» **What to produce**
Can you retype only the lines from the one with "the wood grain" through the final line of the material, exactly as given?

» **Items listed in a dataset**
** start **
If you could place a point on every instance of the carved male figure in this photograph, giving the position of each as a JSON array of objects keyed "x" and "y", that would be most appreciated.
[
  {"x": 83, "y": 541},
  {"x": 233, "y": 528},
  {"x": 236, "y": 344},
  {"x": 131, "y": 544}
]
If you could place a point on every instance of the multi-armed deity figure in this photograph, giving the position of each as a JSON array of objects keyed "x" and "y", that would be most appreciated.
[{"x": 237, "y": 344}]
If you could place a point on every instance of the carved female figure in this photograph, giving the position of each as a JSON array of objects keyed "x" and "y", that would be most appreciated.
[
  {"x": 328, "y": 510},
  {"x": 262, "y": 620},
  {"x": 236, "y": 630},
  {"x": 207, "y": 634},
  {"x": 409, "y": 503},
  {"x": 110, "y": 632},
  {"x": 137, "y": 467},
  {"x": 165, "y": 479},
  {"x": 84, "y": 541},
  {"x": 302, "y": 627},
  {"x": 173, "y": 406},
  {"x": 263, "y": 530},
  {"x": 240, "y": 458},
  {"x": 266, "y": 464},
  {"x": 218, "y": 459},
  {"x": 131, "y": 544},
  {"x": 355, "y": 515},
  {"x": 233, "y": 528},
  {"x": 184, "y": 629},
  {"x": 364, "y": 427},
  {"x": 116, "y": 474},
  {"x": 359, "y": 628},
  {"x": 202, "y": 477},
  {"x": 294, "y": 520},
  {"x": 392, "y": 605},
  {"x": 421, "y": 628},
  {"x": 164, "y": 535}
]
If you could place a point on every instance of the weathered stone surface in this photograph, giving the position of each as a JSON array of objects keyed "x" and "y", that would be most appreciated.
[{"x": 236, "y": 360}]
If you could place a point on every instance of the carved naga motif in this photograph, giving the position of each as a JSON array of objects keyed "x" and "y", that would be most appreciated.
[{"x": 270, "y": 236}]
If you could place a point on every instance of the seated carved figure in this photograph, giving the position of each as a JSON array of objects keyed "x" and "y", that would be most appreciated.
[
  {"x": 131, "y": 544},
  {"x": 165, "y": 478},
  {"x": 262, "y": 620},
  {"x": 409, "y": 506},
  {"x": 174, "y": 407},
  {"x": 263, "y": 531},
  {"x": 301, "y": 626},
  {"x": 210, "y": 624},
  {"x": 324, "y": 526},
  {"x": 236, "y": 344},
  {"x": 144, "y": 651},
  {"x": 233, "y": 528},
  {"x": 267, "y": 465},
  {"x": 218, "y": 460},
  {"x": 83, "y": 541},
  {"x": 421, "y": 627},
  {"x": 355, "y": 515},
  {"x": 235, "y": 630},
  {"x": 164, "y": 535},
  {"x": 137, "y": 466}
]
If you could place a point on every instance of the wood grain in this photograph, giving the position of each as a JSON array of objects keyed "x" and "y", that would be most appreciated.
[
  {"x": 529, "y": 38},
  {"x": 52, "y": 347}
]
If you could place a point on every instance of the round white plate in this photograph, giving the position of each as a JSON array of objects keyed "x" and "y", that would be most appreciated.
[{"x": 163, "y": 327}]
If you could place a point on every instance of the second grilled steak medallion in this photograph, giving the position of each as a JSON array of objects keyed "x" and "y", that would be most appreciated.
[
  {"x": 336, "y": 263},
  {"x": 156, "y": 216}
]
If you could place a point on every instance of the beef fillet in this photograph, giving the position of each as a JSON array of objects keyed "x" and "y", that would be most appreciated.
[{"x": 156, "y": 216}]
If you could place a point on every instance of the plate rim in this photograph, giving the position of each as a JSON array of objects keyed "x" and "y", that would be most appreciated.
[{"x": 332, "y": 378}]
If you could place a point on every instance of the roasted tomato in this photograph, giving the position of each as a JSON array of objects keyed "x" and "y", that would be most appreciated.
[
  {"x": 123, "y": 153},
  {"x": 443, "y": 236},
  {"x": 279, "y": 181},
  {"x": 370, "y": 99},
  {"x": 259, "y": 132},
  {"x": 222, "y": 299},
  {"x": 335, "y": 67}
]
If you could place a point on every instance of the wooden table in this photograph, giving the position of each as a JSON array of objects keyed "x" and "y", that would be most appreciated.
** end **
» **Finished exercise**
If you could place a point on every instance of the wood grain in this photograph, giving the position of each as a JSON array of objects keyed "x" and "y", that would be most appreciated.
[
  {"x": 529, "y": 38},
  {"x": 52, "y": 347}
]
If you could place a point on every instance of the round white plate in this photograph, giving the position of each as a JSON array of objects keyed "x" and "y", that would be most appreciated.
[{"x": 163, "y": 327}]
If you could place a point on every instance of the second grilled steak medallion in this photograph, giving the position of each as a JSON array of objects keyed "x" and "y", that would be most appreciated.
[
  {"x": 336, "y": 263},
  {"x": 156, "y": 216}
]
If you could place a point on every instance of the beef fillet in this photograph, giving the position of each as a JSON array of objects keyed "x" and "y", that would be most appreciated.
[{"x": 156, "y": 216}]
If you could place a point on every instance of the plate rim in this photograph, giving the position of each as a JSON array of objects keyed "x" and "y", that would be most appreciated.
[{"x": 332, "y": 378}]
If you could place a point on every instance of the roasted tomato in this photograph, giving the position of each as a JSON array of objects keyed "x" and "y", that would be most appreciated.
[
  {"x": 123, "y": 153},
  {"x": 443, "y": 236},
  {"x": 279, "y": 181},
  {"x": 370, "y": 99},
  {"x": 259, "y": 132},
  {"x": 222, "y": 299},
  {"x": 335, "y": 67}
]
If you could place a point on every instance of the wooden table in this photograph, giving the position of each as a JSON array of objects keyed "x" and "y", that would be most appreciated.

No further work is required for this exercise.